> [TASK INSTRUCTIONS]:
a) According to the passage on Wonderware's Industrial Application Server, why does using several tag servers in a large application create a configuration problem?
b) Reproduce the entries word for word, from the line containing "like [128, 30]." through the final line of the entries, including both ends.

--- START GIVEN TEXT ---

To manufacturing users, the new Industrial Application Server
(IAS) from Wonderware looks and acts a lot like a tag server, but
it's more than that. IAS provides a whole new tier of real-time
data acquisition, alarm and event management, data manipulation
services and collaborative engineering capabilities that have been
designed from the ground up for use in industrial environments.
It has been built upon Invensys' new ArchestrA platform and offers
a new class of application server for both manufacturing and process
industries.
But why use servers at all? A decade ago development of typical
automation software applications was relatively simple in concept.
Programmable logic controllers (PLCs) ran equipment or process loops.
Plant floor sensors, actuators and recording devices were connected
to the PLC. Human-machine interface (HMI) software provided the
PC-based visualisation needed to interact with the process under
control.
The problem was that as engineers built more functionality and
sophistication into their applications, they were adding more data
tags, a lot more scripting and many more alarms. In addition, as
systems were scaled up to expand or enhance production lines it
meant they had to add more PCs, PLCs and control devices. This in
turn meant networks needed to grow as well and so that throughput
wouldn't affected they were often segmented.
While system engineers borrowed heavily from the client/server
technology deployed in the business world, they could not use it
efficiently because of the difference between business and industrial
environments. They were able to offload tags and scripts to a common
server, which reduced network traffic and client duplication. They
used communications servers to offload data traffic management.
Calculation engines were added to process data for use elsewhere
within a running process. But each of these used a separate server
implementation and typically servers were dedicated to a single
application task.
For example, a tag server would be used to acquire data from specified
plant floor devices in an industrial automation application, then
scale the data, check it for alarms and events that had occurred,
and distribute the processed data to any user requesting it. This
is how plant floor operators are notified when an alarm or an event
occurs that needs their attention and intervention, as an example.
Tag servers form part of a complete application system and are
mainly responsible for offloading the data handling and manipulation
functions between the human-machine interface (HMI) layer and the
control device layer in the application. Their primary purpose is
to maintain regular 'snapshots' of the state of the process under
control. In large applications, users may use multiple tag servers
to handle tags for specific groups of devices. This presents yet
another configuration problem since each tag server must be programmed
and addressed differently as a separate element of the application.
Growing problems
While all of these approaches helped solve immediate problems,
they only made an overall system harder to manage. As applications
grew bigger and more complex, new problems were created administering
networks, managing changes and scaling applications to add new lines.
Enhancements to improve functionality or efficiency become harder
to implement and change management has become an increasingly large
cost element in re-engineering. The only realistic solution today
is to borrow a page from the business IT world and move towards
application servers but it will take more than just standard application
server technology to meet the needs of the industrial world.

--- END GIVEN TEXT ---
--- START PROVIDED RECORDS ---

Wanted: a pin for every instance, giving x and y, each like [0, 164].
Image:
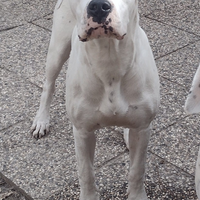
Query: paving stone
[172, 100]
[46, 22]
[180, 66]
[24, 51]
[165, 39]
[159, 181]
[39, 167]
[178, 144]
[181, 14]
[23, 11]
[16, 99]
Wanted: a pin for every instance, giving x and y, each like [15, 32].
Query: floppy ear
[192, 104]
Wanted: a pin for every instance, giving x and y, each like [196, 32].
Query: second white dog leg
[138, 142]
[58, 53]
[197, 176]
[85, 148]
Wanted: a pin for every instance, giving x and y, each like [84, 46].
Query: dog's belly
[111, 112]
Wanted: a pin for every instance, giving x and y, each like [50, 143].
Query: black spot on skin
[82, 40]
[89, 32]
[110, 28]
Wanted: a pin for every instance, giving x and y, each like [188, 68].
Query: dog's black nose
[99, 10]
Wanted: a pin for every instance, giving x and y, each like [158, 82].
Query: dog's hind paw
[39, 128]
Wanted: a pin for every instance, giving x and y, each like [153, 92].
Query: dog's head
[103, 18]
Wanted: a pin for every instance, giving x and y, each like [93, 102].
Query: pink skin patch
[93, 30]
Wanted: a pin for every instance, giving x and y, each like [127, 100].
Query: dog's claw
[39, 130]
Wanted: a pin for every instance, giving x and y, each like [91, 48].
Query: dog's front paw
[40, 126]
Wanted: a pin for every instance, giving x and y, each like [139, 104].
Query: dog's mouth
[100, 32]
[93, 30]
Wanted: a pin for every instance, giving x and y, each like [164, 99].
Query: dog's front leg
[58, 53]
[85, 147]
[138, 142]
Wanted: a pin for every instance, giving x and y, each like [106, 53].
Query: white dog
[192, 105]
[112, 80]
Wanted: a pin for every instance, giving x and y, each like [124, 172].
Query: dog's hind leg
[138, 142]
[85, 146]
[58, 53]
[197, 176]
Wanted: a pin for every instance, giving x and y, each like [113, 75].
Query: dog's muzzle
[101, 20]
[99, 10]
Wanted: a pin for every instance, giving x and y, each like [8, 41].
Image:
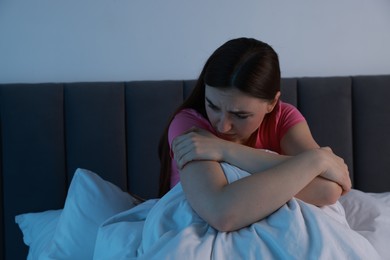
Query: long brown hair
[249, 65]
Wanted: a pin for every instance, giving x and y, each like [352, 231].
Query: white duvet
[170, 229]
[357, 227]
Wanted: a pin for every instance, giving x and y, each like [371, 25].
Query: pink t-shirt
[270, 133]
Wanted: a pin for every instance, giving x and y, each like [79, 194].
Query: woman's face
[234, 115]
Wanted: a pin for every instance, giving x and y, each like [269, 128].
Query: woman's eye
[242, 116]
[213, 107]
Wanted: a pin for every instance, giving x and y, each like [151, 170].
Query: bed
[71, 152]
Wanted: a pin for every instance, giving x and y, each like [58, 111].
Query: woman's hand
[195, 145]
[335, 169]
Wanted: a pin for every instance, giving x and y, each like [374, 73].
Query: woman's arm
[228, 207]
[320, 191]
[199, 144]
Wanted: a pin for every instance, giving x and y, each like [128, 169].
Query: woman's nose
[224, 124]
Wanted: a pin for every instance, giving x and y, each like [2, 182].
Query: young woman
[234, 115]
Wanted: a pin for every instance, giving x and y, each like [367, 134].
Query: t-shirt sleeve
[183, 121]
[289, 117]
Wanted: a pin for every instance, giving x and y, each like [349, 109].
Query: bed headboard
[112, 128]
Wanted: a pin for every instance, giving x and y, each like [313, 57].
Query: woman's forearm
[250, 159]
[233, 206]
[319, 191]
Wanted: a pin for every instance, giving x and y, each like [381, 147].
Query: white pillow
[90, 201]
[38, 229]
[368, 214]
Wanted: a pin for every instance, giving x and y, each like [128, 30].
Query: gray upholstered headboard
[113, 128]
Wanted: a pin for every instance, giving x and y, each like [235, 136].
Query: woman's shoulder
[184, 120]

--- END PROVIDED RECORDS ---

> [THE REPLIES]:
a) Each tag server must be programmed and addressed differently as a separate element of the application.

b)
Wanted: a pin for every instance, giving x and y, each like [128, 30].
Query: gray upholstered headboard
[113, 128]
Wanted: a pin for every instance, giving x and y, each like [235, 136].
Query: woman's shoulder
[184, 120]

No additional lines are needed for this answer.